[The tasks]
1. Answer these questions from the JupyterLite passage below:
(a) Which three open-source projects does it name as including JupyterLite deployments on their websites?
(b) Which distribution was the first Python kernel for JupyterLite based on?
(c) Which organization funded the development of the emscripten-forge distribution?
2. Carry on the JupyterLite passage below, picking up after its final sentence.

··· Text block

The main advantages of JupyterLite are the ease of deployment and scalability.
Because of these advantages, several major open-source projects are now including JupyterLite deployments on their websites, including NumPy, SymPy, and PyMC. Some of these websites are visited by millions of people monthly.
JupyterLite has the potential to enable the next 10M Jupyter users. Large scale deployments on very cheap hardware are now possible, enabling institutions to create Jupyter-based education programs for a large number of users without depending on cloud infrastructure.
A mamba-based distribution for WebAssembly
The first Python kernel for JupyterLite was based on the Pyodide distribution. While it includes many scientific computing packages, its monolithic distribution model does not allow to specify package versions, although versions of pure python packages installed on top can be set.
Being able to pin down package versions in an environment is a strong requirement for software reproducibility.
A locked-down WebAssembly environment could be seen as a reproducibility time capsule. WebAssembly being a recognized web standard, it ought to be runnable for much longer than native binary packages.
This is why we developed a mamba-based distribution of WebAssembly packages built with Emscripten. This was done by adding support for a new emscripten-32 platform for the Mamba/Conda package manager and build tools, and developing the conda-forge-inspired CI architecture for building the WebAssembly packages.
The development of the new emscripten-forge distribution was spearheaded by Thorsten Beier.
This development was funded by Bloomberg.
For more details, you can check out our recent announcement blog post about the new developments.

······
··· Recorded information

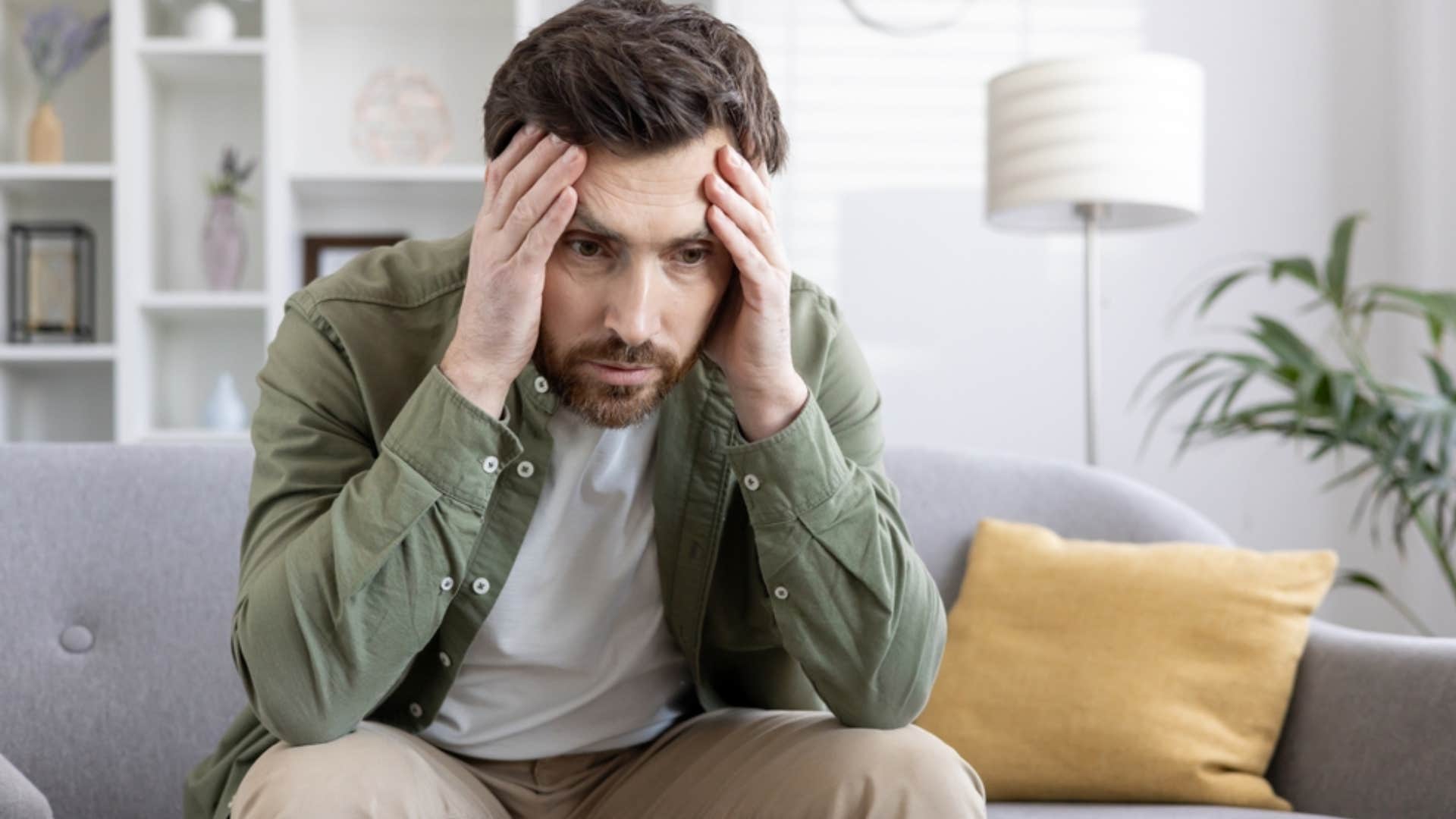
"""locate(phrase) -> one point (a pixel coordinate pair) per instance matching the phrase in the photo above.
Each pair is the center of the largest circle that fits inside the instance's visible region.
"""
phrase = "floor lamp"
(1094, 143)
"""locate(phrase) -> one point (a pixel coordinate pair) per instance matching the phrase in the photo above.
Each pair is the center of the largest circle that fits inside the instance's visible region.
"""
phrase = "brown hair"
(637, 76)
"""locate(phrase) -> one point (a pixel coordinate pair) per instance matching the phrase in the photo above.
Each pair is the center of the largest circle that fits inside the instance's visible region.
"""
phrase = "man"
(582, 512)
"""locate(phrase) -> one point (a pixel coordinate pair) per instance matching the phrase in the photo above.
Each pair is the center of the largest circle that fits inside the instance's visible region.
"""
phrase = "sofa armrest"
(1372, 727)
(18, 796)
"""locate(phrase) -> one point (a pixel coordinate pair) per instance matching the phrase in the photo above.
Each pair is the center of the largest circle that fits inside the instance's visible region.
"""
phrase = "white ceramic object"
(210, 20)
(224, 410)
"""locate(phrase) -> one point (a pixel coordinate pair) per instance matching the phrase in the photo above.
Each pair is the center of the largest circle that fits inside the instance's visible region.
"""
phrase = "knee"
(331, 779)
(934, 779)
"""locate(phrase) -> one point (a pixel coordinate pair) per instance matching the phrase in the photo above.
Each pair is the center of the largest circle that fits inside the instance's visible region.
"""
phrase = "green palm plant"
(1404, 438)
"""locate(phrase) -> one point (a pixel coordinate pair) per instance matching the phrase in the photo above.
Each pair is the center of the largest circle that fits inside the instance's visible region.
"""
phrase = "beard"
(609, 404)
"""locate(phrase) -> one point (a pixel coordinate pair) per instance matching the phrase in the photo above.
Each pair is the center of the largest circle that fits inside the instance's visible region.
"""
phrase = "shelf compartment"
(185, 61)
(202, 300)
(164, 18)
(83, 101)
(52, 353)
(196, 104)
(341, 44)
(188, 349)
(196, 435)
(44, 403)
(71, 196)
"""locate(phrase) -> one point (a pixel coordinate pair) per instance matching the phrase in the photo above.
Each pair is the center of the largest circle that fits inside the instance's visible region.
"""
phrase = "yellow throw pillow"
(1090, 670)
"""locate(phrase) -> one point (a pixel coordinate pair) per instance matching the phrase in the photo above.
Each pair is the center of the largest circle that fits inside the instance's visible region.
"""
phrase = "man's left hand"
(752, 340)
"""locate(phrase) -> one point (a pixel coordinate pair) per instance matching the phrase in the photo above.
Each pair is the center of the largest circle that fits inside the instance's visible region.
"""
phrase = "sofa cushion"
(1123, 672)
(19, 799)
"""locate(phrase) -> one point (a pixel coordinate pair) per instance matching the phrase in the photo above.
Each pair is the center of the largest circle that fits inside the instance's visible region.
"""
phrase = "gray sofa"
(118, 569)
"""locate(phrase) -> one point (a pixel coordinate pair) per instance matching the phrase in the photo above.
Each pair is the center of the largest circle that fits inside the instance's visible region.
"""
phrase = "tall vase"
(224, 248)
(47, 136)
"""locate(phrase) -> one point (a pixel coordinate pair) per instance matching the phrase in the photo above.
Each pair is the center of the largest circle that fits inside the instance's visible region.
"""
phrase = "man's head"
(651, 91)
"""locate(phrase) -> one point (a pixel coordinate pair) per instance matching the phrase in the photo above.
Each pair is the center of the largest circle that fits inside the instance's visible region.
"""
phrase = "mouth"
(620, 375)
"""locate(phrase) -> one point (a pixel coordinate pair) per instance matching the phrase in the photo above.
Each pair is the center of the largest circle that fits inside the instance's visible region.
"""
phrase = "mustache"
(618, 352)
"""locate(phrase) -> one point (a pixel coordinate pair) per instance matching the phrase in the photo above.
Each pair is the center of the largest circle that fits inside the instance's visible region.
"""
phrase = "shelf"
(184, 435)
(165, 19)
(193, 300)
(182, 46)
(180, 60)
(392, 191)
(18, 174)
(55, 353)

······

[Outputs by task]
1.
(a) NumPy, SymPy, and PyMC
(b) Pyodide
(c) Bloomberg

2.
Jupyter community workshop on JupyterLite
Jupyter Community Workshops are a series of community-organized events to tackle challenging development and design projects, growing the community of contributors, and strengthening collaborations. They are funded by the Jupyter project thanks to generous donations of sponsors.
As part of the last round, we organized Jupyter Community Workshops on the JupyterLite project in Paris, which was gracefully hosted by OVHcloud. We were able to gather key contributors and community members of the Jupyter, Pyodide, and Emscripten ecosystems to iterate on this stack.
Accessibility of the Jupyter notebook
Developments by the QuantStack team enabled major strides towards making Jupyter accessible.
The main upgrade has been the migration from CodeMirror 5 to CodeMirror 6, which is a complete rewrite of the code editor with a strong focus on accessibility and performance.
The Jupyter frontend that is the most impacted by this upgrade is the new notebook v7. The Axe accessibility auditing tools reported over a thousand issues before the migration, and less than 50 after the migration. We are now working towards bringing that number to zero, by addressing reported problems one by one.
Even when the Axe-reported error count is brought to zero, many more improvements will be required for it to be truly usable by everyone, but these encouraging results show that the Notebook v7 is the most likely Jupyter frontend to reach that goal.
Nbconvert
Nbconvert is a package of the Jupyter ecosystem used to convert notebooks to a variety of formats. It underlies the Voilà dashboarding tool.
The WebPDF exporter, which was included in nbconvert 6 relies on a headless browser (Chromium) to generate PDF files from notebooks, by first rendering it to HTML. This enables the PDF rendering of the rich output types of notebooks.
In 2022, we developed the new QtPDF exporter, which achieves the same result using QtWebview. The advantage of QtPDF is that the requirements of the QtWebview library are properly packaged for most package managers (unlike chromium) and are a much smaller download. The QtPDF exporter was included in nbconvert 7.0 which was released this year.
Several security fixes were also included in the recent releases of nbconvert, following a security review by the GitHub security lab.
QuantStack team members who iterated on nbconvert in 2022 include David Brochart, Martin Renou, and Sylvain Corlay. Many community members made significant contributions to these releases.
The work of QuantStack on nbconvert was funded by Bloomberg.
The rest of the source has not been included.